### [What this task involves]
Quote the stretch from the start of the records through the line containing "384), (270, 308)]", word for word, and leave the pictures out of your answer.

### [Extracted material]
========================

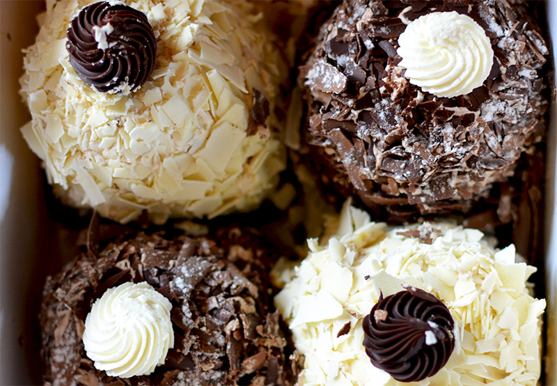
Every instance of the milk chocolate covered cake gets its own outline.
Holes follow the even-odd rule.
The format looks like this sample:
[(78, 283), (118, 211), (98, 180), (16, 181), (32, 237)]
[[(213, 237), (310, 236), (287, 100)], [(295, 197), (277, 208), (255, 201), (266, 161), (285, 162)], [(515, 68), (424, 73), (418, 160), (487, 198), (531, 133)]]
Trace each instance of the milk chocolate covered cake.
[(309, 162), (383, 217), (466, 213), (543, 138), (548, 54), (526, 1), (345, 1), (300, 68)]
[(546, 302), (512, 245), (349, 206), (323, 241), (275, 297), (305, 357), (299, 385), (537, 385)]
[(285, 167), (288, 69), (241, 1), (47, 1), (22, 129), (63, 202), (125, 223), (256, 208)]
[(276, 256), (253, 233), (132, 233), (100, 252), (94, 239), (47, 280), (45, 385), (292, 384), (270, 308)]

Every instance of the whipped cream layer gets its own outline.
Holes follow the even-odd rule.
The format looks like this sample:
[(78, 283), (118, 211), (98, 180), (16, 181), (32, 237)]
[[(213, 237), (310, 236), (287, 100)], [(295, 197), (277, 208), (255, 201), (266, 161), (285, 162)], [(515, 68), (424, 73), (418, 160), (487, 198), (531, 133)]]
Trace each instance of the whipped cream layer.
[[(514, 246), (499, 251), (494, 241), (448, 223), (389, 229), (345, 205), (336, 234), (325, 245), (308, 240), (310, 254), (275, 298), (305, 355), (299, 384), (536, 385), (545, 300), (526, 284), (536, 268), (517, 262)], [(434, 376), (401, 383), (371, 364), (362, 323), (382, 292), (409, 285), (447, 306), (455, 349)]]
[(47, 1), (26, 50), (22, 128), (64, 202), (122, 223), (245, 211), (285, 167), (274, 114), (288, 70), (247, 1), (138, 0), (157, 39), (155, 70), (128, 95), (95, 91), (65, 49), (91, 1)]
[(87, 356), (109, 376), (150, 374), (174, 347), (171, 309), (168, 300), (146, 281), (109, 288), (85, 320)]
[(398, 38), (399, 63), (410, 83), (439, 97), (470, 93), (487, 79), (493, 49), (473, 19), (434, 12), (410, 22)]

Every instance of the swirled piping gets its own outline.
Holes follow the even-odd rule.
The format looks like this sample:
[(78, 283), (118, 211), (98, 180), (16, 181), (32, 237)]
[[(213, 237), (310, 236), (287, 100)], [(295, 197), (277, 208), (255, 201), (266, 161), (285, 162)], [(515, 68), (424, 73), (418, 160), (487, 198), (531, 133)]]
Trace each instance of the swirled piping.
[(174, 346), (171, 309), (168, 299), (146, 282), (109, 289), (85, 320), (87, 356), (109, 376), (151, 373)]
[(485, 31), (457, 12), (434, 12), (411, 22), (398, 38), (399, 65), (410, 83), (439, 97), (465, 95), (481, 86), (493, 65)]
[(363, 327), (371, 363), (401, 382), (434, 375), (455, 347), (454, 321), (447, 307), (413, 287), (384, 299), (382, 295)]
[(152, 72), (157, 40), (147, 17), (118, 1), (84, 7), (66, 32), (70, 63), (97, 91), (127, 94)]

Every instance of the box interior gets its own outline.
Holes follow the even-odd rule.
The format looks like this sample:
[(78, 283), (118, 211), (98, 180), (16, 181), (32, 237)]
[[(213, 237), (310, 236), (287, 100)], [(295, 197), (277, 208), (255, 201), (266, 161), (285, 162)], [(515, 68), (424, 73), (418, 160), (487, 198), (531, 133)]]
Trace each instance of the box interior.
[[(19, 129), (29, 119), (18, 94), (22, 49), (37, 33), (42, 0), (0, 1), (0, 384), (42, 383), (36, 315), (45, 279), (61, 268), (65, 235), (55, 231), (45, 199), (38, 159)], [(557, 1), (547, 2), (548, 21), (557, 20)], [(557, 23), (548, 22), (553, 52)], [(547, 297), (546, 382), (557, 385), (557, 114), (552, 101), (547, 145), (545, 274)]]

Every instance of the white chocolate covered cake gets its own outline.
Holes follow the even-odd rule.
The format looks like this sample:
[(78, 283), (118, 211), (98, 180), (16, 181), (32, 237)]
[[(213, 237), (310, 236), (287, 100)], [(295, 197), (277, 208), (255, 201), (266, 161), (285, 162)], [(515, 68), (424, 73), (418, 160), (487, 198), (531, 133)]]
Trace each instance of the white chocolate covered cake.
[(20, 80), (22, 132), (56, 194), (122, 223), (256, 208), (285, 167), (288, 71), (261, 15), (244, 1), (91, 3), (47, 1)]
[(305, 356), (299, 384), (536, 385), (536, 268), (493, 241), (446, 222), (388, 228), (345, 205), (275, 298)]

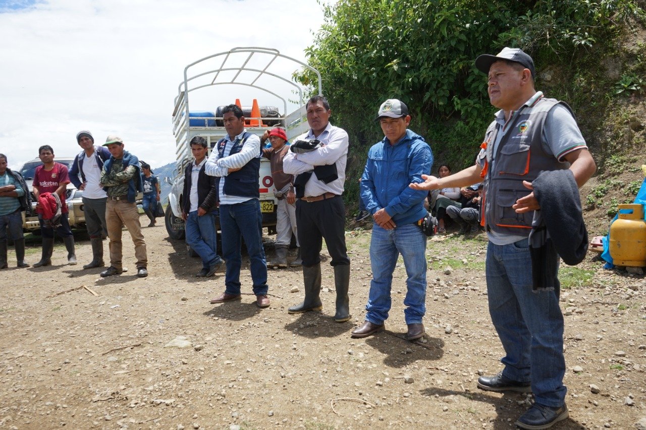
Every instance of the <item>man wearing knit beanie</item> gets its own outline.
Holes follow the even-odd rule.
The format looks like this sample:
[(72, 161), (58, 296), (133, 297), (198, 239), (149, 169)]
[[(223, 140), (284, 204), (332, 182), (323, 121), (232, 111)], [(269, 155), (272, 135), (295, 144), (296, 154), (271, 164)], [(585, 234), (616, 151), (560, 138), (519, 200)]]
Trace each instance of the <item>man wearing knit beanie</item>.
[(83, 150), (74, 158), (70, 169), (70, 180), (83, 191), (83, 211), (85, 227), (92, 243), (92, 261), (83, 269), (105, 265), (103, 263), (103, 239), (108, 234), (105, 223), (105, 204), (108, 194), (101, 187), (103, 162), (110, 158), (107, 148), (94, 145), (92, 133), (82, 130), (76, 134), (76, 141)]

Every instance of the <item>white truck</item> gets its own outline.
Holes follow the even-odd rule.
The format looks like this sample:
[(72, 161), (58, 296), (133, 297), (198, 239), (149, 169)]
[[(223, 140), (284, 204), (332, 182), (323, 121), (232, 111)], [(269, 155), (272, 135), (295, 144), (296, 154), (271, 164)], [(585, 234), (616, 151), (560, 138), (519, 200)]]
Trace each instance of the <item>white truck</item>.
[[(176, 141), (176, 176), (167, 181), (171, 184), (169, 204), (166, 207), (166, 229), (169, 236), (176, 240), (184, 238), (184, 221), (182, 218), (183, 200), (184, 170), (193, 161), (189, 143), (196, 136), (206, 139), (209, 153), (221, 138), (226, 135), (223, 123), (222, 108), (236, 101), (244, 112), (245, 126), (250, 133), (262, 136), (274, 127), (285, 128), (287, 138), (291, 139), (307, 130), (305, 103), (307, 90), (292, 79), (297, 69), (305, 68), (318, 77), (318, 90), (321, 93), (320, 74), (316, 69), (294, 58), (281, 54), (277, 50), (267, 48), (234, 48), (229, 51), (215, 54), (191, 63), (184, 68), (183, 80), (178, 87), (172, 111), (172, 132)], [(226, 90), (242, 88), (249, 92), (252, 88), (251, 106), (242, 106), (240, 98), (223, 95)], [(228, 87), (228, 88), (227, 88)], [(222, 90), (220, 89), (222, 88)], [(224, 91), (223, 91), (224, 90)], [(209, 92), (209, 91), (211, 92)], [(235, 93), (231, 93), (234, 94)], [(190, 97), (189, 96), (191, 96)], [(282, 113), (275, 106), (259, 105), (256, 100), (261, 96), (282, 103)], [(293, 101), (287, 97), (295, 98)], [(189, 98), (191, 103), (189, 104)], [(217, 104), (213, 100), (217, 100)], [(296, 105), (287, 113), (288, 106)], [(196, 105), (199, 107), (194, 107)], [(203, 109), (206, 110), (203, 110)], [(260, 163), (258, 190), (262, 225), (269, 229), (276, 226), (276, 205), (273, 179), (268, 159)], [(220, 229), (219, 218), (216, 227)]]

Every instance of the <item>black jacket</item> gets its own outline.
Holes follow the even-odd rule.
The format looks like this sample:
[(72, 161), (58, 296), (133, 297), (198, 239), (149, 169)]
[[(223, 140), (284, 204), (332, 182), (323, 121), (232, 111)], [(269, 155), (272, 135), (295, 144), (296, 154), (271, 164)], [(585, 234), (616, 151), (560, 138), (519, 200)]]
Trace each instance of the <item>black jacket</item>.
[(19, 173), (12, 170), (8, 167), (6, 169), (6, 172), (14, 177), (14, 179), (20, 184), (20, 187), (25, 191), (24, 194), (16, 198), (20, 202), (20, 211), (26, 211), (27, 216), (29, 216), (32, 214), (32, 195), (29, 192), (29, 187), (27, 187), (27, 184), (23, 178), (23, 176)]
[[(193, 171), (195, 161), (191, 161), (184, 170), (184, 190), (182, 192), (183, 201), (182, 205), (182, 211), (187, 214), (191, 210), (191, 187)], [(209, 176), (204, 172), (205, 163), (200, 169), (198, 176), (198, 205), (207, 212), (213, 212), (217, 207), (218, 185), (215, 176)]]
[(533, 286), (552, 289), (558, 287), (559, 256), (570, 265), (581, 263), (588, 251), (588, 231), (572, 170), (542, 172), (532, 185), (541, 206), (529, 235)]

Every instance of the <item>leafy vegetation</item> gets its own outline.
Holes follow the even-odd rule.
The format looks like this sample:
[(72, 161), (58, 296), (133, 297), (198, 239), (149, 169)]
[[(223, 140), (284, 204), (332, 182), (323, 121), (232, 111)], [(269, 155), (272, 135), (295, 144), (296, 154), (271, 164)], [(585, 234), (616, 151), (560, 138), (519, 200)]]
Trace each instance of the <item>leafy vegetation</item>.
[(574, 266), (563, 266), (559, 269), (561, 288), (564, 289), (592, 286), (594, 277), (594, 271)]
[[(388, 98), (409, 107), (411, 128), (454, 170), (473, 163), (495, 109), (486, 77), (474, 65), (483, 53), (520, 47), (539, 65), (537, 83), (575, 108), (603, 112), (614, 97), (639, 93), (646, 65), (638, 55), (621, 77), (601, 76), (599, 54), (627, 23), (643, 22), (643, 0), (339, 0), (324, 5), (325, 23), (306, 51), (322, 73), (333, 121), (351, 136), (346, 201), (355, 204), (369, 145), (383, 135), (373, 121)], [(644, 52), (643, 47), (640, 52)], [(592, 54), (594, 52), (594, 54)], [(561, 68), (550, 82), (541, 70)], [(313, 82), (307, 70), (295, 77)], [(541, 79), (543, 79), (541, 81)], [(585, 127), (596, 131), (592, 119)], [(600, 145), (590, 132), (590, 143)]]

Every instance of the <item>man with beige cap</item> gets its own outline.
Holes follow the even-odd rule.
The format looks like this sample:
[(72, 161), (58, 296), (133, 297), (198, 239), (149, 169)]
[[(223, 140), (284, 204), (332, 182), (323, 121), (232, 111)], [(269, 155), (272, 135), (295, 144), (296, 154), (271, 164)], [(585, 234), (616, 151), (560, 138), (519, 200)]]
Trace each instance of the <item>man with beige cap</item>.
[(110, 237), (110, 267), (101, 272), (101, 276), (105, 278), (120, 274), (123, 271), (121, 228), (125, 225), (134, 243), (137, 276), (145, 278), (148, 276), (146, 243), (143, 241), (139, 212), (135, 203), (137, 193), (143, 190), (139, 159), (123, 150), (123, 141), (118, 136), (109, 136), (103, 146), (107, 147), (112, 154), (103, 164), (101, 172), (101, 185), (108, 193), (105, 222)]

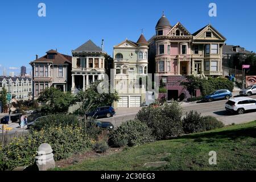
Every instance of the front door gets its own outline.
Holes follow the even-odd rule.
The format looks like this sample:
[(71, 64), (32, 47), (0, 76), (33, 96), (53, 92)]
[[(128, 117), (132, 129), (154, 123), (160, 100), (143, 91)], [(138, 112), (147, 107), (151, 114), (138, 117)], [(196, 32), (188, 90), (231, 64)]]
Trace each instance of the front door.
[(195, 73), (201, 74), (201, 63), (195, 63)]

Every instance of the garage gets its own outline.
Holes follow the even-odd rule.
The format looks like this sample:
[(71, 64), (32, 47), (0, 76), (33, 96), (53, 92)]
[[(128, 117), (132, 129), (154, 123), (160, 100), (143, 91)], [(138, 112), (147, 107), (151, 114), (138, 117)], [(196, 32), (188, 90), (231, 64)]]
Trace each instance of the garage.
[(141, 107), (141, 96), (130, 96), (130, 107)]
[(128, 96), (119, 96), (117, 106), (118, 107), (128, 107)]

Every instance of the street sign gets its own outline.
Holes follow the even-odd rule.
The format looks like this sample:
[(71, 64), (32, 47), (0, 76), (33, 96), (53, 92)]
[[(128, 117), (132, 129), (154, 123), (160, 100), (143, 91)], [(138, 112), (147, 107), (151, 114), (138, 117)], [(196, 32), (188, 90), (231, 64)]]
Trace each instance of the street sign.
[(7, 94), (7, 100), (9, 102), (11, 100), (11, 94), (10, 94), (10, 93), (8, 93)]
[(250, 65), (246, 65), (246, 64), (243, 64), (243, 69), (249, 69), (250, 67)]

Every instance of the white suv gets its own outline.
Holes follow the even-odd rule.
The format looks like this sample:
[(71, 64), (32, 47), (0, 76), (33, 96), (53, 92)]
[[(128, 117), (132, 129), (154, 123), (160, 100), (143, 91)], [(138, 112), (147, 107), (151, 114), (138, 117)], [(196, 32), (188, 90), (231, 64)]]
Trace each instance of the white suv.
[(256, 110), (256, 100), (245, 97), (231, 98), (226, 103), (225, 108), (232, 113), (243, 114), (246, 110)]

========================

### [Response]
Every instance of the milk chocolate covered cake gets its own outline.
Holes follow the even-odd rule.
The format looks like this sample:
[(78, 283), (118, 211), (98, 180), (16, 181), (32, 237)]
[[(213, 237), (310, 236), (287, 100)], [(295, 197), (277, 208), (255, 201), (266, 161), (285, 162)], [(515, 68), (424, 73), (418, 160), (487, 198), (531, 133)]]
Trace each instance of the milk chocolate covered cake.
[(309, 162), (383, 217), (466, 213), (543, 138), (548, 54), (526, 1), (345, 1), (300, 68)]
[(546, 302), (512, 245), (349, 206), (323, 241), (275, 297), (305, 357), (299, 385), (537, 385)]
[(285, 167), (288, 69), (241, 1), (47, 1), (22, 129), (63, 202), (125, 223), (256, 208)]
[(276, 256), (253, 233), (132, 233), (100, 252), (94, 239), (47, 280), (45, 385), (292, 384), (270, 308)]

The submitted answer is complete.